TASK OBJECTIVE: Return nothing but the lines from the line containing "Where can the concrete tarmac" through the last line of the records, reproduced exactly.

--- EXERCISE INPUT ---

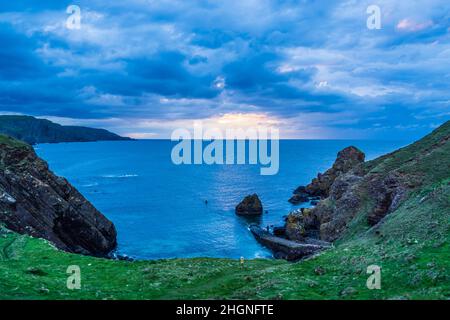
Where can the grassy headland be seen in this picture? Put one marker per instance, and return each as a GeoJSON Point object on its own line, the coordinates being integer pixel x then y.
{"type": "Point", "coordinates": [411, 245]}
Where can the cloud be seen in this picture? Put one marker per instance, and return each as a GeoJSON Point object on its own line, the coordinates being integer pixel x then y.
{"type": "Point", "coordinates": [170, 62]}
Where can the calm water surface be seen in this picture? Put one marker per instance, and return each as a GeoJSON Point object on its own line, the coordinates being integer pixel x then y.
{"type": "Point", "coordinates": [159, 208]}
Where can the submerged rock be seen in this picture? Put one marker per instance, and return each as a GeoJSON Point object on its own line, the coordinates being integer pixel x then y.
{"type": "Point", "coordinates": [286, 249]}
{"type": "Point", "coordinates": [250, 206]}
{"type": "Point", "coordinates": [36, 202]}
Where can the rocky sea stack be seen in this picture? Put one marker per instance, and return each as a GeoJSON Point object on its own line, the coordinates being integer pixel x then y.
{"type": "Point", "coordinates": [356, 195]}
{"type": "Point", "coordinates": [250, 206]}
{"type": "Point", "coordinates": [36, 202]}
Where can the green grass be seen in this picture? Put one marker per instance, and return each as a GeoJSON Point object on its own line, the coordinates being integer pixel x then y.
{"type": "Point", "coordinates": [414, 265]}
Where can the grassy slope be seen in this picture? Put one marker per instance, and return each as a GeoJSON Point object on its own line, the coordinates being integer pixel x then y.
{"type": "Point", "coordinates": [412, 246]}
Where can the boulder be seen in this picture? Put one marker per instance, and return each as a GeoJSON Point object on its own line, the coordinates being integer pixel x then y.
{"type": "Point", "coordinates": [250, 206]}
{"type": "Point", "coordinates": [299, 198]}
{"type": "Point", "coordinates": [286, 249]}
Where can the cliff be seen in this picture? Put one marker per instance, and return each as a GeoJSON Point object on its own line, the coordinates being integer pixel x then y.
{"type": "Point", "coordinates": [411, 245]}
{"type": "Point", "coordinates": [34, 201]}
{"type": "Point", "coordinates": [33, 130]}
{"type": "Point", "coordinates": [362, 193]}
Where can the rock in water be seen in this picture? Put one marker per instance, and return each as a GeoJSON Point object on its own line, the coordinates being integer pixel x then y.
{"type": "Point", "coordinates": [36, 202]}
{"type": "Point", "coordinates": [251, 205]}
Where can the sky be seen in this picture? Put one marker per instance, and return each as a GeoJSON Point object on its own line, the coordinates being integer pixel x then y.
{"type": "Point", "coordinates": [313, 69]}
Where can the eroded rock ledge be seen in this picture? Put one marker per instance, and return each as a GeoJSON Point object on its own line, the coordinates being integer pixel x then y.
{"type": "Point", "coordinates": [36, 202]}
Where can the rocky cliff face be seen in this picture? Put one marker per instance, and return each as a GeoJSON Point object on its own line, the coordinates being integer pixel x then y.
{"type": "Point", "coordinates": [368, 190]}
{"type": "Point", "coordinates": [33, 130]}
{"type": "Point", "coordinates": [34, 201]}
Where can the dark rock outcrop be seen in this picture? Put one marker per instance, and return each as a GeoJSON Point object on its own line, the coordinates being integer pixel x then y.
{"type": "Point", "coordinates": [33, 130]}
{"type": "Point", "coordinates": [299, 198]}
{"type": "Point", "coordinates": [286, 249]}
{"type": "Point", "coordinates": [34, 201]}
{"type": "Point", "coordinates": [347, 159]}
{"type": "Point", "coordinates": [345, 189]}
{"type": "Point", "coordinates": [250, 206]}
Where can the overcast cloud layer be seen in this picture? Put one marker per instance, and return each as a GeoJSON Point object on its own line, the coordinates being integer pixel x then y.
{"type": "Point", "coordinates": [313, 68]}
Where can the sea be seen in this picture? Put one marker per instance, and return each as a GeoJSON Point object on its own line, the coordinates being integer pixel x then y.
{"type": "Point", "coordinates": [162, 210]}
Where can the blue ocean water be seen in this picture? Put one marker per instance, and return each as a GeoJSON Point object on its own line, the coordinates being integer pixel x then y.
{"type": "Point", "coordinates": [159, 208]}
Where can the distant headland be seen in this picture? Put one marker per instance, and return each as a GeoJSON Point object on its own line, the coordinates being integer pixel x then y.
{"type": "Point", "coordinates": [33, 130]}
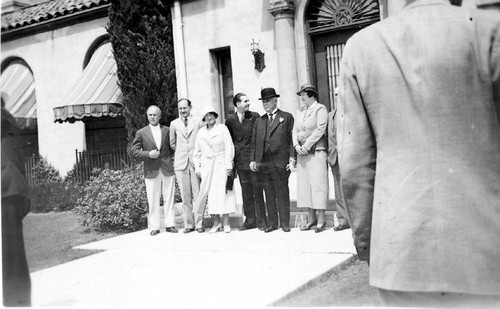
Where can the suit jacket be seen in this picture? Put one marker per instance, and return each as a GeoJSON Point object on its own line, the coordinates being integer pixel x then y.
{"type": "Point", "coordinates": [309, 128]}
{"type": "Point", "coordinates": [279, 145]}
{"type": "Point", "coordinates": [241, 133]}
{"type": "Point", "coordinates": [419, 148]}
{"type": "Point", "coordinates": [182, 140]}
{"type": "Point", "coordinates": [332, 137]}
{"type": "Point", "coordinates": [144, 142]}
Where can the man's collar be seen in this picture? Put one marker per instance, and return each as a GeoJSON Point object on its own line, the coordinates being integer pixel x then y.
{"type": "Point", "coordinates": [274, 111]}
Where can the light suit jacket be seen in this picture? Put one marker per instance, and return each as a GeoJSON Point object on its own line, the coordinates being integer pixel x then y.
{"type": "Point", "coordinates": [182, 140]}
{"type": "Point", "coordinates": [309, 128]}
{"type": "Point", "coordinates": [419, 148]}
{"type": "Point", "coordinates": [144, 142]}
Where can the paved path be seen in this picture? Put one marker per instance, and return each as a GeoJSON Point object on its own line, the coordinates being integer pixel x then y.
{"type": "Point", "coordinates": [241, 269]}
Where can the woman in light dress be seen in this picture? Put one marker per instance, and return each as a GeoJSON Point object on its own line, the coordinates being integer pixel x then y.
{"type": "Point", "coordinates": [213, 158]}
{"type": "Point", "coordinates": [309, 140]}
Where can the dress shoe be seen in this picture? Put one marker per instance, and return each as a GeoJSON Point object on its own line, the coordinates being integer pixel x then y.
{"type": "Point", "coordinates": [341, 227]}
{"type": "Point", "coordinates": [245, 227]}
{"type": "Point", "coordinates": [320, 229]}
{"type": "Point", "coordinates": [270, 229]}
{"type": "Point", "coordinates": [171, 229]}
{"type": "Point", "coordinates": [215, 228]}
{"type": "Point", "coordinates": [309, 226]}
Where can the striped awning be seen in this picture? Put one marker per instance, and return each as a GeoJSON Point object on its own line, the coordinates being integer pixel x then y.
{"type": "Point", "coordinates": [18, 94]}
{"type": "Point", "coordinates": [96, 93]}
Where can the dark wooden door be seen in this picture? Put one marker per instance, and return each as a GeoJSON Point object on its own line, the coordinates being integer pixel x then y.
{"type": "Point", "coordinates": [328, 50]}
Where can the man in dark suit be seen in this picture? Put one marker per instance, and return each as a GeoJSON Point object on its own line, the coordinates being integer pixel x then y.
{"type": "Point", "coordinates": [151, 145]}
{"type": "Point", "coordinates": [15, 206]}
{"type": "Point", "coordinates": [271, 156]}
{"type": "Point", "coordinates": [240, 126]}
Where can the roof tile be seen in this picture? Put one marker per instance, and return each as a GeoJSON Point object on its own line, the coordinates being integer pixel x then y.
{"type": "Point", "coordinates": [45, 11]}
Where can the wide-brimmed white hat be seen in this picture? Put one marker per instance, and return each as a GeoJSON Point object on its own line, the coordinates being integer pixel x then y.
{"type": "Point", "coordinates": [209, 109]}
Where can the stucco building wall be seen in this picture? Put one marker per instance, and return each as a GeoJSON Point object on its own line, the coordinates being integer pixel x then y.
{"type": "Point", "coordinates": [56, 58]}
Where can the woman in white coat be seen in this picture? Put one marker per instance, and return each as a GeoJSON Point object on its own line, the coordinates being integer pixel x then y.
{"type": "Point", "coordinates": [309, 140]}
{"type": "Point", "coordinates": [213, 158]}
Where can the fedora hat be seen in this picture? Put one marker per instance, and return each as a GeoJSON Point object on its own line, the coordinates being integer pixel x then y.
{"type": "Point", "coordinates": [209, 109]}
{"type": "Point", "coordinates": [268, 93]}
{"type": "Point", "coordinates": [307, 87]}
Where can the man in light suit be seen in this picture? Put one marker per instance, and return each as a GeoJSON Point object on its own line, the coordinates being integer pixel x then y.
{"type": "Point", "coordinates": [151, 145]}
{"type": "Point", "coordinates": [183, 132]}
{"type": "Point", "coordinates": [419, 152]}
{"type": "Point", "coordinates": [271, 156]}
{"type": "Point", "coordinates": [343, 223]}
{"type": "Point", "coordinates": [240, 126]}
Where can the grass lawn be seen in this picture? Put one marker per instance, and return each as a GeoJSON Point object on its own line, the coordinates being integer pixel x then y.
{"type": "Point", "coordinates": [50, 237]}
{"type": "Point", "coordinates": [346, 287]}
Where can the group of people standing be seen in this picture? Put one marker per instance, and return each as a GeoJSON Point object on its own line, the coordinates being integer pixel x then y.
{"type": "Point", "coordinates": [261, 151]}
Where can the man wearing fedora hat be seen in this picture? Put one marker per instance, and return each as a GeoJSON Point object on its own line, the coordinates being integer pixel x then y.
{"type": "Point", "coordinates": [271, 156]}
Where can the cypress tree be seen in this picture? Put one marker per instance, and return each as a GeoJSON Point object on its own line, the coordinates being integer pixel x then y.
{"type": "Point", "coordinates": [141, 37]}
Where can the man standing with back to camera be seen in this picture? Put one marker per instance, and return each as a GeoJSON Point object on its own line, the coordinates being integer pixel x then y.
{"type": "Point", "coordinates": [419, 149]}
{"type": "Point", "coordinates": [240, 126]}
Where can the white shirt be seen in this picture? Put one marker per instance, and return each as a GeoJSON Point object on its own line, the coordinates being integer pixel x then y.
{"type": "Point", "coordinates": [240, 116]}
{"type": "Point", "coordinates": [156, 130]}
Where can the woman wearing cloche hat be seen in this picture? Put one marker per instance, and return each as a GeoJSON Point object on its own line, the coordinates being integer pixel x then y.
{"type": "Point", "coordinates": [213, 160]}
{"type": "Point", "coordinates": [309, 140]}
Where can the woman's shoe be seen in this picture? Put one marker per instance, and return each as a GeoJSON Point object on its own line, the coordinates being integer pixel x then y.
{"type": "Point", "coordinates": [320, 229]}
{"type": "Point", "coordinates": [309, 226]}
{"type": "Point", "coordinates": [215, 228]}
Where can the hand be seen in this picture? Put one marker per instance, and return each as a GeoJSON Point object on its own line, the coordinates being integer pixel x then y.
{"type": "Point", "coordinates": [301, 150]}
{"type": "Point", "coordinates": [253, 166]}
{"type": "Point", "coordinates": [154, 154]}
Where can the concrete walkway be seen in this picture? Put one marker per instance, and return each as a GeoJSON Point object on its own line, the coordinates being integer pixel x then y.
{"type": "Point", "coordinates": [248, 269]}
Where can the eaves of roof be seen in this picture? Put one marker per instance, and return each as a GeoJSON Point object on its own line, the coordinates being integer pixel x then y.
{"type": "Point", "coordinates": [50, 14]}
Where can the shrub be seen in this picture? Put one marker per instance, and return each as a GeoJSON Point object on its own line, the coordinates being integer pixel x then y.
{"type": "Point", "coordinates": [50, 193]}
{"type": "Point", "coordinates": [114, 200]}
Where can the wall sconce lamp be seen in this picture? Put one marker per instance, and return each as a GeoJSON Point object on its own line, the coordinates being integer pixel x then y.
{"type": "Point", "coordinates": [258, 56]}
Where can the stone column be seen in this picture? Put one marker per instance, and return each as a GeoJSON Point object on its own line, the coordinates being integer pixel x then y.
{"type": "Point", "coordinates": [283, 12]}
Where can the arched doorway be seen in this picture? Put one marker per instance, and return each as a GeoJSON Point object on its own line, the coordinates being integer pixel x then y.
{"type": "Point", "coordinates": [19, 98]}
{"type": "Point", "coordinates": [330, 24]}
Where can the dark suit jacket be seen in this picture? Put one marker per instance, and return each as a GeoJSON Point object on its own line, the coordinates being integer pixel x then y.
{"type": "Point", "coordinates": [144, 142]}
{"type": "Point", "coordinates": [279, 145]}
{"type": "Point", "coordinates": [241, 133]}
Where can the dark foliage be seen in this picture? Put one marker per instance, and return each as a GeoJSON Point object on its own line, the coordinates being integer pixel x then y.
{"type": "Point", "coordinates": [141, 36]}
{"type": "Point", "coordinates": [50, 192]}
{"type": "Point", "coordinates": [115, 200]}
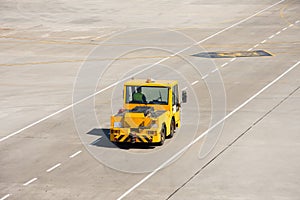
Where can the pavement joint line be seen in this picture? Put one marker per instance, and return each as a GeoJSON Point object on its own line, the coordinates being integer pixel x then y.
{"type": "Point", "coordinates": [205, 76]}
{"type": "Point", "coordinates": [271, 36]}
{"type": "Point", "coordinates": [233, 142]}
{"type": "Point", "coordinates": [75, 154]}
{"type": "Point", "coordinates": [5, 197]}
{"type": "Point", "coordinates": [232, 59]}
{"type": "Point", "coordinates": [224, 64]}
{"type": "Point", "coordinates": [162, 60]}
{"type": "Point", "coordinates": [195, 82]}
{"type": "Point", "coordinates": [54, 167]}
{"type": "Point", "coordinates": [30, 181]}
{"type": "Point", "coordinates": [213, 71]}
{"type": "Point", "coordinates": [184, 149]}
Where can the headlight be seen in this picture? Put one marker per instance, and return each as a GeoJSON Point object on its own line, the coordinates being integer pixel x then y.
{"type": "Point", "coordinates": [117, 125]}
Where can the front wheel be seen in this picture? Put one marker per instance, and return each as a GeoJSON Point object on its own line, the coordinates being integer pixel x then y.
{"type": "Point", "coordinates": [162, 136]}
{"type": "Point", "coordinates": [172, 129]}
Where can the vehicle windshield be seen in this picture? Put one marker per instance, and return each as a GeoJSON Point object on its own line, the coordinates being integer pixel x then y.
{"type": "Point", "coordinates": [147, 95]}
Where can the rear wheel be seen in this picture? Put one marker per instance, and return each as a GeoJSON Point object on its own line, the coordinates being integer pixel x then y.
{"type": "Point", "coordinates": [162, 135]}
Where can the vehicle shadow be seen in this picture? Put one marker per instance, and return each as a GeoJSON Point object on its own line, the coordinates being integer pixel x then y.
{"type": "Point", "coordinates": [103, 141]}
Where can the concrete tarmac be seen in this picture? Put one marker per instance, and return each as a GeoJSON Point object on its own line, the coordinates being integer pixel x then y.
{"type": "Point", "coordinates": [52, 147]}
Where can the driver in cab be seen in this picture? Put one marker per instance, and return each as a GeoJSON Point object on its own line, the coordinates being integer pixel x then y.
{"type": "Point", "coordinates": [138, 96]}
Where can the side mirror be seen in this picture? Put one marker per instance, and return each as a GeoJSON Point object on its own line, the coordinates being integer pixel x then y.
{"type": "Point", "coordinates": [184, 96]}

---

OUTPUT OF THE EXERCISE:
Where can the concrete tarmac be seen in this picture? Put one marker per instance, and return each as a GeoJSON Point object on its own line, the coordinates being integer pixel x then y.
{"type": "Point", "coordinates": [52, 147]}
Where can the driver in cab be seen in this picture? Put one marker per instance, and return each as a GeoJSON Point object on its own line, the coordinates being integer pixel x then y.
{"type": "Point", "coordinates": [138, 96]}
Where can the side mirror be seen in this picture? Put one marker per instance, and return each as a GeoJSON Point object on its own line, the coordinates being integer pixel x then y.
{"type": "Point", "coordinates": [184, 96]}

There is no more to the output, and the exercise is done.